Arthur W. Pink: Waren er daar maar meer van!

Feike ter Velde • 84 - 2008 • Uitgave: 19
Hij heeft een groot aantal boeken nagelaten, die voor heel velen tot grote zegen zijn geworden. Zijn diepgewortelde Bijbelstudies zijn voor elke gelovige als honing voor het hart. In ons land praktisch onbekend, in de Engelssprekende wereld echter zeer beroemd. Wie de werken leest van Arthur Walkington Pink (1886-1952) krijgt grote liefde voor de Bijbel als het onfeilbare Woord van God, afkeer van alle oppervlakkigheid in het geloofsleven en grote drang een volgeling en dienaar te worden van Jezus Christus, de Heiland der wereld. Een portret.

Arthur W. Pink werd geboren in Engeland, in het gezin van een vrome graanhandelaar, die was geabonneerd op de preken van Spurgeon. Het gezin ging op zondagmorgen eerst naar de kerk en na de lunch onderwees vader Pink zijn kinderen vanuit de preken van Spurgeon, die wel de prins der predikers is genoemd. Toch vervielen alle drie de kinderen tot een leven van ongeloof. Arthur voelde zich al op jonge leeftijd aangetrokken tot de theosofie - een geloofsleer gebaseerd op een bepaalde filosofie over mens in natuur, doorspekt met Oosterse religie. Hij ging daar helemaal in op, tot groot verdriet van zijn vader. Arthur had het voornemen naar India te reizen op uitnodiging van mevrouw Anny Besant, leidster in de theosofische beweging, om zich daar verder te verdiepen in de (geheime) leer. Vader Pink sprak met zijn 22-jarige zoon over de weg die hij was opgegaan en hield hem een tekst uit de Spreuken voor: ‘Soms schijnt een weg iemand recht, maar het einde daarvan voert naar de dood’ (Spr. 14:12). Dit woord maakte ongekend diepe indruk op Arthur. Drie dagen lang verbleef hij op zijn kamer, waar een diepe overtuiging van zonde en verlorenheid hem had overvallen. Aan het einde van de derde dag kwam hij naar beneden, zijn vader keek hem aan en riep uit: “Geprezen zij de Here, mijn zoon is verlost!”

§ Datasetinhoud:
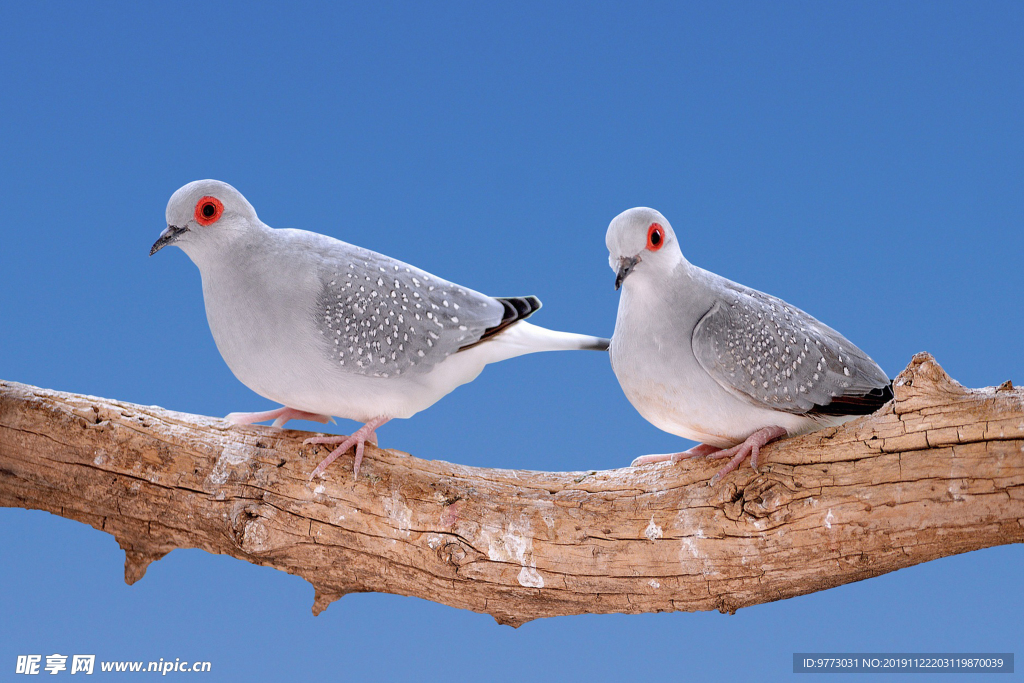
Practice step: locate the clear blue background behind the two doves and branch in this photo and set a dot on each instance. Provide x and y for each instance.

§ Opdracht A:
Vertaal de zin 'Dit woord maakte ongekend diepe indruk op Arthur.' uit de tekst over Arthur W. Pink in het Engels.
§ Opdracht B:
Zet de alinea uit de tekst over Arthur W. Pink die begint met 'Arthur W. Pink werd geboren in Engeland' graag om in een beknopte lijst en behoud daarbij de belangrijkste feiten.
Baseer je uitsluitend op de tekst over Arthur W. Pink.

§ Antwoordvak A:
This word made an unprecedentedly deep impression on Arthur.

§ Antwoordvak B:
- Pink werd in Engeland geboren in het gezin van een vrome graanhandelaar, die geabonneerd was op de preken van Spurgeon.
- Op zondagmorgen ging het gezin naar de kerk. Na de lunch onderwees vader Pink zijn kinderen vanuit Spurgeons preken.
- Toch vervielen alle drie de kinderen tot een leven van ongeloof.
- Arthur voelde zich al jong aangetrokken tot de theosofie, tot groot verdriet van zijn vader.
- Hij was van plan op uitnodiging van Anny Besant naar India te reizen om zich verder in de leer te verdiepen.
- Zijn vader hield de 22-jarige Arthur Spreuken 14:12 voor, wat ongekend diepe indruk op hem maakte.
- Arthur bleef drie dagen op zijn kamer, overvallen door een diepe overtuiging van zonde en verlorenheid.
- Toen hij daarna naar beneden kwam, riep zijn vader uit dat zijn zoon verlost was.